▸ WHAT THE EXERCISE ASKS:
Every entry needs to be printed exactly, please.

▸ RECORDS TO PROCESS:
◆ ◆ ◆ ◆ ◆
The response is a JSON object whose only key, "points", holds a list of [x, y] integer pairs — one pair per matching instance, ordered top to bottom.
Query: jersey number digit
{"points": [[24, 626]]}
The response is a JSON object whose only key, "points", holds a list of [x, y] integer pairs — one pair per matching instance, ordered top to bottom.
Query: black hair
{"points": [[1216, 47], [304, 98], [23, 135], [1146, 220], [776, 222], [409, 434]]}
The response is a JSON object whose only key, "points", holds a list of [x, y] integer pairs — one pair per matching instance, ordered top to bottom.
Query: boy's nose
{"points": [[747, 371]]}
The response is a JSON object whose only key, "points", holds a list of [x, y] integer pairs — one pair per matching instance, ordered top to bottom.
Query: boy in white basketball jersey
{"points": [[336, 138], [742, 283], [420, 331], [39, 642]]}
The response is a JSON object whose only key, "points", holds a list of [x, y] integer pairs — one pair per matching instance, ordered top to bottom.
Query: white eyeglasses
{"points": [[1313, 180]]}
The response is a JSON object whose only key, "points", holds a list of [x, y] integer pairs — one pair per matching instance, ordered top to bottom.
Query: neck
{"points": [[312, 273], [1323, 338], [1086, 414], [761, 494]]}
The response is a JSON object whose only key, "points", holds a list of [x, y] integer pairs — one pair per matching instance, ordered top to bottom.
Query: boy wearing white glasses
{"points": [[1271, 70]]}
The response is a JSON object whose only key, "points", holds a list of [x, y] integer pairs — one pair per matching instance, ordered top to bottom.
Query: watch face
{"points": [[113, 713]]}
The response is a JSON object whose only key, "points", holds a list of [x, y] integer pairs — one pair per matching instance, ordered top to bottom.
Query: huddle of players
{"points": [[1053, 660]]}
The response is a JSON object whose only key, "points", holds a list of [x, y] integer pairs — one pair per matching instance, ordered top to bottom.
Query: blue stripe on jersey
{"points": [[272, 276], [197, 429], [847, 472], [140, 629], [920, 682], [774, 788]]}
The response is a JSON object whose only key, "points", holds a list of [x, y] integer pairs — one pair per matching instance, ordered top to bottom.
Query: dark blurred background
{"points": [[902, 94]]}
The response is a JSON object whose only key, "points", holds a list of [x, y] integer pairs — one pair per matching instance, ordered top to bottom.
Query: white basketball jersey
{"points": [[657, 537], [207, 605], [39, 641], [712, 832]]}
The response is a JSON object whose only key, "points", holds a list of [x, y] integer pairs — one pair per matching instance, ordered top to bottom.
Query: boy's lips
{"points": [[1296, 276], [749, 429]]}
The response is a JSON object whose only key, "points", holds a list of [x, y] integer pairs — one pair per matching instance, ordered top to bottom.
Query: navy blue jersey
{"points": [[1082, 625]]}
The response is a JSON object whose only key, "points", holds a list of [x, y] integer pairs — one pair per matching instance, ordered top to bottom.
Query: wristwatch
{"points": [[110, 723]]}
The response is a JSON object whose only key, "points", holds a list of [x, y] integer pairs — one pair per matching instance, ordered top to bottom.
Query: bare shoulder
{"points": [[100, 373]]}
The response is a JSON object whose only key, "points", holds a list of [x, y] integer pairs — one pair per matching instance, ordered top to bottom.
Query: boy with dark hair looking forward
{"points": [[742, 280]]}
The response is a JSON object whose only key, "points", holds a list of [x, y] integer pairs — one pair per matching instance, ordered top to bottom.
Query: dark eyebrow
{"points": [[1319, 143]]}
◆ ◆ ◆ ◆ ◆
▸ CORRECT RESPONSE:
The response is a JSON object whose only key, "points", holds a list of [x, y] integer pairs — one pair per matching instance, ordered top to bottom.
Query: jersey number digit
{"points": [[24, 626]]}
The response is a JSON object whose only key, "points", holds a list of [x, y] integer pairs — one pair per matching instance, ordered top to bottom.
Query: black hair
{"points": [[1216, 47], [304, 98], [23, 135], [1146, 220], [776, 222], [409, 434]]}
The response is a JSON object whose only key, "points", holds a list of [x, y] integer pairs — one pair per matching instance, ordered top to bottom.
Query: boy's nose
{"points": [[747, 371]]}
The response is a JSON object whose only key, "points", holds a list of [x, y] integer pairs — one pair per matching instance, ordered top to bottom.
Query: boy in white basketball jersey
{"points": [[336, 138], [742, 283], [420, 331], [39, 642]]}
The response is a JSON object whose only key, "points", holds a list of [x, y] integer pairs — one pair per matching instance, ordered top to bottom.
Query: white eyeglasses
{"points": [[1313, 180]]}
The response is a JSON object whose only key, "points", holds a list of [x, y] integer pairs — one pair per matching instance, ordered top to bottom.
Query: neck
{"points": [[312, 273], [1323, 338], [1086, 414], [761, 494]]}
The response is a JSON object whose only key, "points", holds a list of [x, y] integer pairs — one pair per matching instance, ordered top to bottom.
Query: boy wearing white glasses
{"points": [[1271, 70]]}
The response is a JSON object whose only key, "points", holds a list of [x, y] integer pairs — one pair per matching instance, ordered top to bottom.
Query: watch face
{"points": [[113, 713]]}
The response is a JSON object whose only key, "points", holds a list of [x, y] integer pairs — one pair per matching instance, ordered top to bottom.
Query: huddle of players
{"points": [[1053, 660]]}
The response is a JSON object whose only key, "points", holds a list of [x, y] integer pairs — one pair per matching instance, ordered top to bottom.
Query: blue stripe on jersey
{"points": [[272, 276], [197, 429], [847, 472], [140, 629], [920, 682], [774, 788]]}
The response is a JSON object whose only key, "points", holds a list of [x, y] integer pairs — one pair per matching instance, ordered top to bottom.
Query: dark blurred background
{"points": [[902, 94]]}
The response is a JSON object whose only key, "points", holds a list of [x, y] integer pairs — one pair per matching instance, ordered top to bottom.
Query: white basketball jersey
{"points": [[657, 537], [207, 605], [39, 641], [712, 832]]}
The response is a JSON object whose only key, "points", holds a list of [x, y] integer pairs — one pair per matching instance, ordered top to bottom.
Query: boy's lips
{"points": [[1296, 276], [749, 429]]}
The response is a JSON object whose only key, "points", holds a list of [x, y] integer pairs — one pair per matching instance, ordered top to bottom.
Query: navy blue jersey
{"points": [[1082, 625]]}
The response is a JSON object whose only key, "points", holds a list of [x, y] integer pairs — one pair per matching instance, ordered top to bottom.
Query: wristwatch
{"points": [[110, 723]]}
The response is a JSON object whose only key, "points", holds a list of [x, y] integer pairs — one pair per matching instance, ordered top to bottom.
Query: bare shoulder
{"points": [[100, 373]]}
The response is a JSON object whose only key, "points", holds a list of [x, y] integer pairs — one pair per matching instance, ordered top to bottom.
Query: boy with dark hair looking forward
{"points": [[742, 280]]}
The response is a JSON object whose only key, "points", holds a list of [x, y] integer pairs — one pair per matching instance, ordered top to bottom.
Query: dark eyebrow
{"points": [[1319, 143]]}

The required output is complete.